- Task prompt:
Copy out, exactly as given, every line from the line with "[locate] basil leaf" to the end of the listing, both of those lines included.

- Records to use:

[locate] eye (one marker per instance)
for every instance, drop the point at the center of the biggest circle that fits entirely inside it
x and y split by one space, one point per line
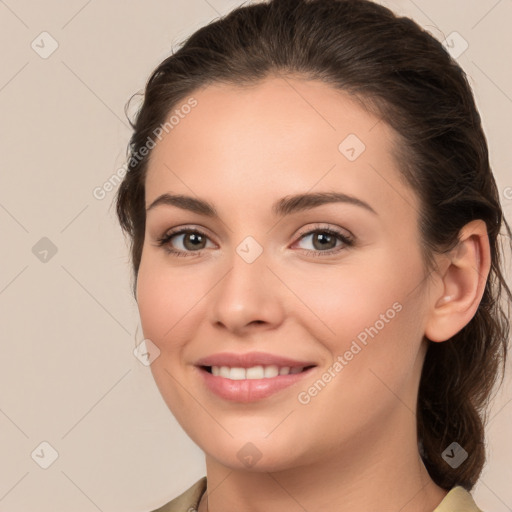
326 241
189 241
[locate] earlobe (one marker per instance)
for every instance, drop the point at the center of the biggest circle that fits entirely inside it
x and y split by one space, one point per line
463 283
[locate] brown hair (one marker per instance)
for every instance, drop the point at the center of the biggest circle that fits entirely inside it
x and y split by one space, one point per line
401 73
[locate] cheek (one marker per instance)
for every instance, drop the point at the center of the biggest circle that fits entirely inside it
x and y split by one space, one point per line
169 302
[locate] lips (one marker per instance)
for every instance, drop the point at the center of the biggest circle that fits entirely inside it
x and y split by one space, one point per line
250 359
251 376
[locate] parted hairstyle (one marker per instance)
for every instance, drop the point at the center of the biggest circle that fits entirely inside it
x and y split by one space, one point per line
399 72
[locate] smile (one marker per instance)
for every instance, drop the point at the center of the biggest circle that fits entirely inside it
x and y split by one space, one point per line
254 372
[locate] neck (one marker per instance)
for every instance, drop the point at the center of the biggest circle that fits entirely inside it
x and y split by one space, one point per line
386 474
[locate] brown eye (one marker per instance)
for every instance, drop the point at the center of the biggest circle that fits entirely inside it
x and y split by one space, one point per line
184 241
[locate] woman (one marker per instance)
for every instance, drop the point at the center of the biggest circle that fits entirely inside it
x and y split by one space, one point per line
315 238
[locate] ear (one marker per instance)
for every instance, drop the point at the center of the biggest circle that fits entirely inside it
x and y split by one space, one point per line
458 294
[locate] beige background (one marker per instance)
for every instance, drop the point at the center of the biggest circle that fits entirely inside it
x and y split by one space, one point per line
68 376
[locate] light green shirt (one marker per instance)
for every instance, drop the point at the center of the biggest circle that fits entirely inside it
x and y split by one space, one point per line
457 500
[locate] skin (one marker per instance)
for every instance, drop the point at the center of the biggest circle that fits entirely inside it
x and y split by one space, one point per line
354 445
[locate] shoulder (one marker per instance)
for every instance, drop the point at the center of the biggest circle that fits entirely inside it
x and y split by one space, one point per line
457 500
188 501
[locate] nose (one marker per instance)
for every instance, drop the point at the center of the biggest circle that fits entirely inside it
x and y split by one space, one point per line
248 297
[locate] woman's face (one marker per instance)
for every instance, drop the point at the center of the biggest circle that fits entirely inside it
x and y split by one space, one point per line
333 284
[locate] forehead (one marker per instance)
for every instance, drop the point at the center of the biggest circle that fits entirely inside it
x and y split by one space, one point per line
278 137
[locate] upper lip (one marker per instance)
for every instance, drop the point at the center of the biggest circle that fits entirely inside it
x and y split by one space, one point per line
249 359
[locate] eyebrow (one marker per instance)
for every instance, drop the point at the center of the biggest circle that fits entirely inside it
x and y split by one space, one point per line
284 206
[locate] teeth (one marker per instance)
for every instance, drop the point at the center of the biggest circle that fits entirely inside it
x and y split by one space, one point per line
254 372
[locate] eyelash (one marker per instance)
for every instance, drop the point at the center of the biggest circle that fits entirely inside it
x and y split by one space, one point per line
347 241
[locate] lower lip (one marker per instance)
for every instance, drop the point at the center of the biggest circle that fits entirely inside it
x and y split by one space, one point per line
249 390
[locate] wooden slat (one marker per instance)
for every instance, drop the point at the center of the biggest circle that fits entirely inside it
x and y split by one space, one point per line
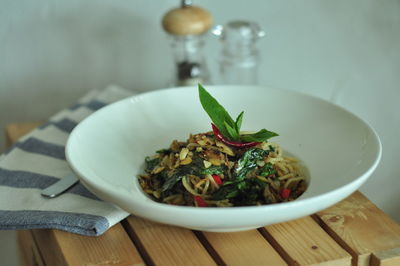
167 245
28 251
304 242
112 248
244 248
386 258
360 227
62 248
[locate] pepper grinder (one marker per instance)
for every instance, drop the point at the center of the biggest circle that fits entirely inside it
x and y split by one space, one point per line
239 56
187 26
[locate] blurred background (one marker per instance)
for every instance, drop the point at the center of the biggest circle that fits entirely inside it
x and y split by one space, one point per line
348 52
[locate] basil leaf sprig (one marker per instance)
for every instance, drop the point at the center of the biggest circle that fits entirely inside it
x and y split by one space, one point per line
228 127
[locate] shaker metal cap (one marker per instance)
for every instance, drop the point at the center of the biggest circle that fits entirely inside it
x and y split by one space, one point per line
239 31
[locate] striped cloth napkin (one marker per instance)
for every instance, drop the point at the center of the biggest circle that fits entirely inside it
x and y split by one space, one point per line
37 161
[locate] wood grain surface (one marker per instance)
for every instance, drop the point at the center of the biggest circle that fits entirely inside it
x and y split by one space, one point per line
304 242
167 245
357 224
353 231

- Output of the exercise:
[locate] basil leaf sprig (one marker per instance)
for every instance, drop the point at the center of the biggest circle that fits entirely inside it
x and y split by one space, one point per line
228 127
[locate] shaker metal cap (one marker per instance)
for every instance, drop the point at the center of the biggest circle that fits entirely inside it
x and y split by one space, one point per line
239 31
[locate] striped cloth napkin (one marker per instance)
for every instance, drop the point at the center of the biggest circle that fits entirely inside it
x and y split by one space, one point per line
37 161
[locate] wood grain surface (one marker per instance)
for every instance, drop the point at the center of the biggest circle that fits entirely inside it
x and y split by one space, one point per line
304 242
167 245
357 224
353 231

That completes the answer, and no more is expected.